> _TASK TO COMPLETE_
Print the listing below exactly.
□ □ □ □
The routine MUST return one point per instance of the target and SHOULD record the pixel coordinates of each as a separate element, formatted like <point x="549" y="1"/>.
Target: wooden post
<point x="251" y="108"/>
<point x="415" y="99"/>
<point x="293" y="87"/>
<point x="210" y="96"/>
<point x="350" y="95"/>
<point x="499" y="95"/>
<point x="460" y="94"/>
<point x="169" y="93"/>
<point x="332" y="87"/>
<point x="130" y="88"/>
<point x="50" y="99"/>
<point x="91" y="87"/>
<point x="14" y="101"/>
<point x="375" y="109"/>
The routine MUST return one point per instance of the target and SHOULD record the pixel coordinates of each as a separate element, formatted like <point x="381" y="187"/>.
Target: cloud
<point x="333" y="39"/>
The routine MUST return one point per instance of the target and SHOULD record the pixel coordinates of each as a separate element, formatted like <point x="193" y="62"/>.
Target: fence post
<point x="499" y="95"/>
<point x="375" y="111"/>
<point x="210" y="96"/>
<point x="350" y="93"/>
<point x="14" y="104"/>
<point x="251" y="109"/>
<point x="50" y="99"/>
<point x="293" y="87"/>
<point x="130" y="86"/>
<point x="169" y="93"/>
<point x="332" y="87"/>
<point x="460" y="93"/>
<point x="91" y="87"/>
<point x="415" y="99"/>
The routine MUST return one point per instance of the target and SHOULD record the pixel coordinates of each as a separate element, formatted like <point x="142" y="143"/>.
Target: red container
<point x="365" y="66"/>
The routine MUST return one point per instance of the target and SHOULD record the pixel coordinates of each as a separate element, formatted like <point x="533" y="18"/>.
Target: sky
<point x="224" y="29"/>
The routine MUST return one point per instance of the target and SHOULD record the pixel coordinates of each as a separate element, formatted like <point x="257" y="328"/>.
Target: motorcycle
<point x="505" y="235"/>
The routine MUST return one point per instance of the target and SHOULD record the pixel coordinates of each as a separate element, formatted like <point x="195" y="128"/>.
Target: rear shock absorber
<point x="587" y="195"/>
□ □ □ □
> _FINAL RESULT_
The routine MUST return one point per instance of the target and SHOULD record the pixel coordinates of each as a separate element, formatted like <point x="549" y="1"/>.
Target: wooden post
<point x="251" y="108"/>
<point x="415" y="99"/>
<point x="293" y="87"/>
<point x="210" y="96"/>
<point x="350" y="95"/>
<point x="499" y="95"/>
<point x="460" y="94"/>
<point x="169" y="93"/>
<point x="332" y="87"/>
<point x="130" y="88"/>
<point x="50" y="99"/>
<point x="91" y="87"/>
<point x="14" y="101"/>
<point x="375" y="109"/>
The routine MUST return one point per instance of the target and SHOULD record the pixel coordinates of each as a separate element, formatted like <point x="381" y="187"/>.
Target: cloud
<point x="333" y="39"/>
The routine MUST return one point per instance of the target and SHOULD record the pixel coordinates of each as a separate element, formatted like <point x="193" y="62"/>.
Target: fence post
<point x="499" y="95"/>
<point x="375" y="111"/>
<point x="210" y="96"/>
<point x="350" y="93"/>
<point x="14" y="104"/>
<point x="251" y="109"/>
<point x="50" y="99"/>
<point x="293" y="87"/>
<point x="130" y="86"/>
<point x="169" y="93"/>
<point x="332" y="87"/>
<point x="460" y="93"/>
<point x="91" y="87"/>
<point x="415" y="99"/>
The routine MUST return one point per instance of the target and SHOULD record the pixel coordinates of each as a separate element, formatted like <point x="142" y="143"/>.
Target: red container
<point x="365" y="66"/>
The routine MUST return one point per instance of the target and SHOULD record the pixel coordinates of each as a separate element, formatted like <point x="533" y="18"/>.
Target: sky
<point x="224" y="29"/>
The routine MUST return one point per instance of the target and SHOULD record the pixel coordinates of each as a separate element, formatted like <point x="257" y="328"/>.
Target: motorcycle
<point x="505" y="235"/>
The routine MUST return one point per instance of the target and SHOULD record the pixel coordinates of each as a separate element, formatted like <point x="195" y="128"/>.
Target: rear shock absorber
<point x="587" y="195"/>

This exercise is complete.